-- DATA FOR THIS TASK start --

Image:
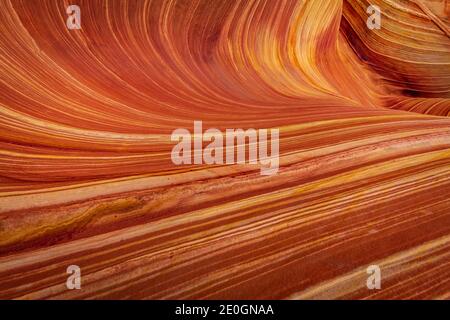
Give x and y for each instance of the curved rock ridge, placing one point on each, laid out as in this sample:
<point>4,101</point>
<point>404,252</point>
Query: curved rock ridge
<point>86,176</point>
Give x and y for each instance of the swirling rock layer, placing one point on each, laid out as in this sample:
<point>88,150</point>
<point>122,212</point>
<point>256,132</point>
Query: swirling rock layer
<point>86,176</point>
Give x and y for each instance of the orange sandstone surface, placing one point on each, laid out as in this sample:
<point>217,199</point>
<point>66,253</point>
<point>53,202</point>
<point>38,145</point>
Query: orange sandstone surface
<point>86,176</point>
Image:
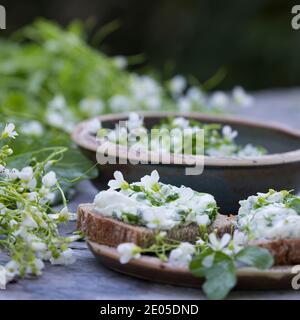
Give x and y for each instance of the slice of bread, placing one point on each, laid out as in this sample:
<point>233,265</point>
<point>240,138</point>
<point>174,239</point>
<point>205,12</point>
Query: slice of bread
<point>112,232</point>
<point>284,251</point>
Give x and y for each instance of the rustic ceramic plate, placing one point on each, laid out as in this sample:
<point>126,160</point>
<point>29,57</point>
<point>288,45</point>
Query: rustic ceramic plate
<point>228,179</point>
<point>152,269</point>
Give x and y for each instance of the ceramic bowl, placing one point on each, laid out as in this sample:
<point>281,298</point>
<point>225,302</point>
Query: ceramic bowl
<point>227,179</point>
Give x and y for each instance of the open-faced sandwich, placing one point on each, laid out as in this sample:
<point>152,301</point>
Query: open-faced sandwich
<point>183,227</point>
<point>272,220</point>
<point>136,212</point>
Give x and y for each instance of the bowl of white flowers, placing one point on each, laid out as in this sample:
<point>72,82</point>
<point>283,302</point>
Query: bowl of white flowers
<point>239,156</point>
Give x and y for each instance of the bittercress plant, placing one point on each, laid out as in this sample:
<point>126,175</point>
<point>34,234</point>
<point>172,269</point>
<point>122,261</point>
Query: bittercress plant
<point>29,232</point>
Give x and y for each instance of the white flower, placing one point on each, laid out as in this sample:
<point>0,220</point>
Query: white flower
<point>249,151</point>
<point>38,246</point>
<point>219,99</point>
<point>158,218</point>
<point>110,202</point>
<point>13,174</point>
<point>32,128</point>
<point>184,104</point>
<point>38,266</point>
<point>32,196</point>
<point>181,122</point>
<point>148,182</point>
<point>217,244</point>
<point>26,174</point>
<point>46,194</point>
<point>228,133</point>
<point>275,197</point>
<point>119,103</point>
<point>29,222</point>
<point>64,214</point>
<point>66,257</point>
<point>152,102</point>
<point>94,126</point>
<point>208,260</point>
<point>120,62</point>
<point>200,241</point>
<point>12,270</point>
<point>49,180</point>
<point>128,251</point>
<point>182,255</point>
<point>134,121</point>
<point>2,278</point>
<point>91,107</point>
<point>58,103</point>
<point>55,118</point>
<point>9,131</point>
<point>177,84</point>
<point>239,240</point>
<point>195,95</point>
<point>118,182</point>
<point>185,194</point>
<point>202,220</point>
<point>240,97</point>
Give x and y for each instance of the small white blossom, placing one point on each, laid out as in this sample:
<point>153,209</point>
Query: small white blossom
<point>66,257</point>
<point>240,97</point>
<point>177,85</point>
<point>120,62</point>
<point>2,278</point>
<point>217,244</point>
<point>182,255</point>
<point>58,103</point>
<point>128,251</point>
<point>219,99</point>
<point>94,126</point>
<point>184,104</point>
<point>134,121</point>
<point>118,182</point>
<point>202,220</point>
<point>13,174</point>
<point>9,131</point>
<point>228,133</point>
<point>119,103</point>
<point>91,107</point>
<point>181,122</point>
<point>29,222</point>
<point>49,180</point>
<point>148,182</point>
<point>158,218</point>
<point>26,174</point>
<point>32,128</point>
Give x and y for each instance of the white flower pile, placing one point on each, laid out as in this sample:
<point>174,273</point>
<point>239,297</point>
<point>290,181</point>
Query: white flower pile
<point>153,204</point>
<point>29,233</point>
<point>177,136</point>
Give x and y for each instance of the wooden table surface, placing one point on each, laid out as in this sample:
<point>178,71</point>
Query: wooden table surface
<point>86,279</point>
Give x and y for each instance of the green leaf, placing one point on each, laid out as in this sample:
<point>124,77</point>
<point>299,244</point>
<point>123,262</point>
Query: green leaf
<point>220,277</point>
<point>256,257</point>
<point>295,204</point>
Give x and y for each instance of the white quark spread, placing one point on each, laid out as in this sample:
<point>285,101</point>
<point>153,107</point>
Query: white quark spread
<point>272,215</point>
<point>153,204</point>
<point>168,137</point>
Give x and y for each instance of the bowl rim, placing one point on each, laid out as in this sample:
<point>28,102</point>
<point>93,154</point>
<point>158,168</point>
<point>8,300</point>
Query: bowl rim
<point>82,137</point>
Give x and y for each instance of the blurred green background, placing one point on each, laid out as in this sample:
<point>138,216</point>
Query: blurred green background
<point>252,41</point>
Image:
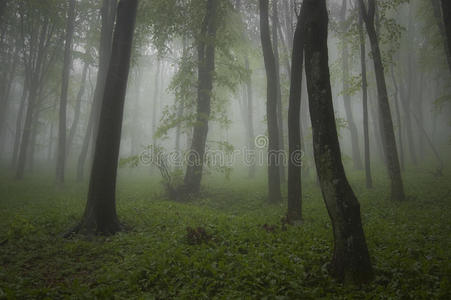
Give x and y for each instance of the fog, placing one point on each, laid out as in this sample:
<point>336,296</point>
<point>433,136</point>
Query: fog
<point>215,105</point>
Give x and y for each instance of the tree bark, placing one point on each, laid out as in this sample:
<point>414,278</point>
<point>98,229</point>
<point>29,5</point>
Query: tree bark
<point>19,124</point>
<point>206,68</point>
<point>398,117</point>
<point>100,213</point>
<point>274,160</point>
<point>250,119</point>
<point>366,135</point>
<point>108,17</point>
<point>34,72</point>
<point>81,91</point>
<point>61,156</point>
<point>280,123</point>
<point>446,10</point>
<point>346,97</point>
<point>294,125</point>
<point>391,152</point>
<point>351,262</point>
<point>155,99</point>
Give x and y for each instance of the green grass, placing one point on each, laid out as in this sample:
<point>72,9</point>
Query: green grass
<point>409,242</point>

-- DATA FOR THIS TASK end --

**YOUR INSTRUCTIONS:** Reproduce the lines of the data above, from the line containing "green grass, placing" through the end of the data, inclusive.

**OUTPUT OF THE EXERCISE:**
Give x and y for each instance of the green grass, placing one point on each, laid out as in this sample:
<point>72,9</point>
Query: green grass
<point>409,242</point>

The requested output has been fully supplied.